Exercise requirements: Identify every line of the records below that contains the word "sweater", and copy each of those lines in full.

(Items from a data source)
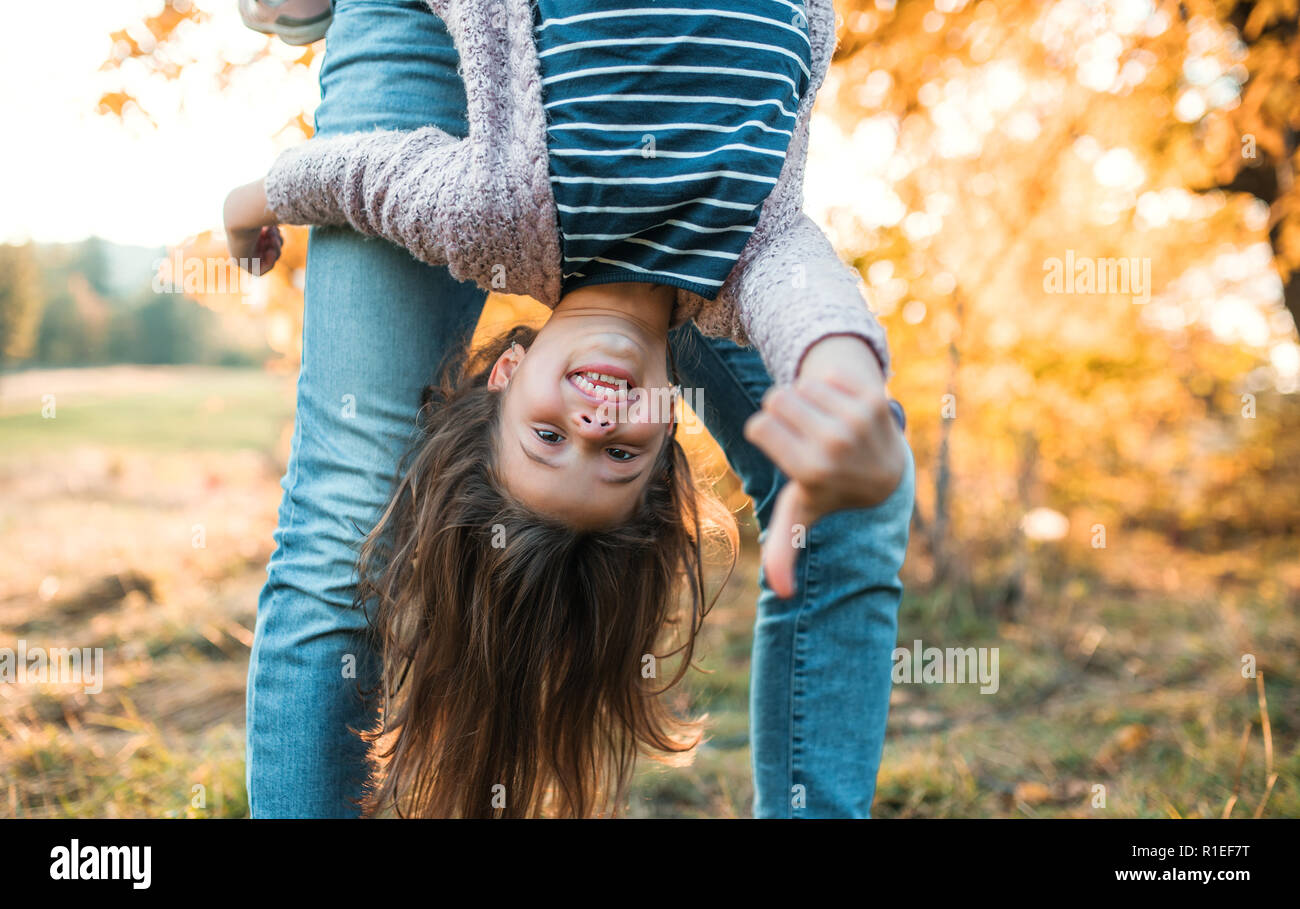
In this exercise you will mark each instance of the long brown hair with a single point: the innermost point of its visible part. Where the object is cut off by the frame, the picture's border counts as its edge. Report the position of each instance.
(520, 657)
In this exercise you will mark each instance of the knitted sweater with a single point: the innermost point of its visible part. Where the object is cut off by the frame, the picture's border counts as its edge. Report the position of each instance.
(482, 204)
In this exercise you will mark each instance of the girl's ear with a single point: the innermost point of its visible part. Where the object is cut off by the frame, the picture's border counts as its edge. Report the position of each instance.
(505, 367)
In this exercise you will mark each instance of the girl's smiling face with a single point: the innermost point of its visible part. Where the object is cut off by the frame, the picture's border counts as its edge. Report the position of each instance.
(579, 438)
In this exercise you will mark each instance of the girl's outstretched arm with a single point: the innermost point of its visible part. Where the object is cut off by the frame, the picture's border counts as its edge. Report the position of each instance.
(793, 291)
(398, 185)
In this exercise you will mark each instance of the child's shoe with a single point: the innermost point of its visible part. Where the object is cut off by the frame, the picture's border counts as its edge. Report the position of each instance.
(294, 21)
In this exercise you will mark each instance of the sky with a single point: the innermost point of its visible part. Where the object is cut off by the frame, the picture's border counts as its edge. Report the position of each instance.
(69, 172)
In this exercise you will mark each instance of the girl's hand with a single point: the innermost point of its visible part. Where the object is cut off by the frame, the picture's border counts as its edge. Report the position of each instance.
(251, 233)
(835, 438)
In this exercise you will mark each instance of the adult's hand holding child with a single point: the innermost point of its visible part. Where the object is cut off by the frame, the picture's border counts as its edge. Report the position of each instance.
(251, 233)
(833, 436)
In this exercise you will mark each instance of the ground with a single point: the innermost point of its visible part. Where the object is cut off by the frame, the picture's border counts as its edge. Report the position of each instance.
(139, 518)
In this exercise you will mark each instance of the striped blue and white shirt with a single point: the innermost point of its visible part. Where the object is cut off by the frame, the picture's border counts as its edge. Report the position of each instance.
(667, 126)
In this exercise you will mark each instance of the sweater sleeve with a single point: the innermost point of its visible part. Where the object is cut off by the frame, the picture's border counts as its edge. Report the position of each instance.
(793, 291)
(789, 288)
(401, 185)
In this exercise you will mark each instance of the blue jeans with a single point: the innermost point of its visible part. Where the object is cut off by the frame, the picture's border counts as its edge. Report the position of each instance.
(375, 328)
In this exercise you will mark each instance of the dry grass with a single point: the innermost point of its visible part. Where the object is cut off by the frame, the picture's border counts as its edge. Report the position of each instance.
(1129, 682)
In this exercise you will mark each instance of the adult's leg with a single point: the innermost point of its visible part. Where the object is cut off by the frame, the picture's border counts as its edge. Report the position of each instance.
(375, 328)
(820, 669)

...

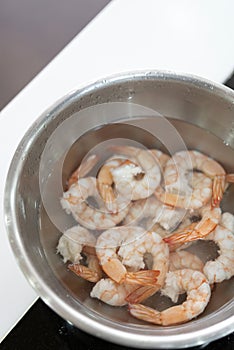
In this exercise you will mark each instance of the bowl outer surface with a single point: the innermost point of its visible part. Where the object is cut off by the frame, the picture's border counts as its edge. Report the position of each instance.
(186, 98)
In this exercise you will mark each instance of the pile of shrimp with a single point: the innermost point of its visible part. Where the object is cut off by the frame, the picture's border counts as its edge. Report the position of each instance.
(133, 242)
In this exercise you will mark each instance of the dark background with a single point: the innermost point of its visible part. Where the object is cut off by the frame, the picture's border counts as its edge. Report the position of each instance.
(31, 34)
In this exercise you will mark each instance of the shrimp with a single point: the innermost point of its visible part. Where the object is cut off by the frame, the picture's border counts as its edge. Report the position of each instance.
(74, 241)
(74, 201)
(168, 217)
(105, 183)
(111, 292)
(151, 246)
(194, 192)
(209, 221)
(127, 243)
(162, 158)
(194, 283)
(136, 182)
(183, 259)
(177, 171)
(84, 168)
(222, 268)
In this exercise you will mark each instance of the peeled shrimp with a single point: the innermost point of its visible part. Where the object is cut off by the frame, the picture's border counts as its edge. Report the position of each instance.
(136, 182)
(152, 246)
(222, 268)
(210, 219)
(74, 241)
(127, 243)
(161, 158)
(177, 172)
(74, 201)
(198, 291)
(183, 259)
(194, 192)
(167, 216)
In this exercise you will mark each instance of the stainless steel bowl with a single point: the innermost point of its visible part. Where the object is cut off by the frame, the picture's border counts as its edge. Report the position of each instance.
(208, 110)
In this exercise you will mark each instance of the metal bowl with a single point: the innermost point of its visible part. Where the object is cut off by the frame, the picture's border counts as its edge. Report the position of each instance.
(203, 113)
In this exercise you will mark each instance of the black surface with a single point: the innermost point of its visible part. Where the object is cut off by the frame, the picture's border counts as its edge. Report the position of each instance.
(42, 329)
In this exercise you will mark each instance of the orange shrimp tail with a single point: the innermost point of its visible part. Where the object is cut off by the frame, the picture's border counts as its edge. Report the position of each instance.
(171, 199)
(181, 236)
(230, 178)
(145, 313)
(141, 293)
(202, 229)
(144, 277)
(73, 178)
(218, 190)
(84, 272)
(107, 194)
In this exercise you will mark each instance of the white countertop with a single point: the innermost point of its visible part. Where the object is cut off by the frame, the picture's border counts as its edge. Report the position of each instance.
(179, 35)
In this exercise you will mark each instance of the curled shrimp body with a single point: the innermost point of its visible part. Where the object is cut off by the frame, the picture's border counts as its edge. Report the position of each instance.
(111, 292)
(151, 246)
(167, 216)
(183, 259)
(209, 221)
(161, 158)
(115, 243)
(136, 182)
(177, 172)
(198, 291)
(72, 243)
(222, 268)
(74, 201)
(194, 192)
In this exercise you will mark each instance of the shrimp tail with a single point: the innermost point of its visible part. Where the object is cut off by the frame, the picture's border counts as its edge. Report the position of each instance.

* * *

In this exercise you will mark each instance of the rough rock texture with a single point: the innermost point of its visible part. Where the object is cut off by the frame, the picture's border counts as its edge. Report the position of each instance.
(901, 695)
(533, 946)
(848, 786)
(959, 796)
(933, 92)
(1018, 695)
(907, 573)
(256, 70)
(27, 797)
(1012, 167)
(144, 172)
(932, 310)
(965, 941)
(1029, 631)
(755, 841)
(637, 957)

The response:
In this exercise you will mark each instance of the knitted sweater with a single point: the innermost point of its visible part. Where the object is cut off by the frame, the picture's border counts as its edge. Report the position of each instance.
In this exercise you will mark each instance of the sweater sleeve with a single point: the innermost point of its visible part. Where the object is cut off by the frame, the picture's border counts as its edge. Report the position of each instance.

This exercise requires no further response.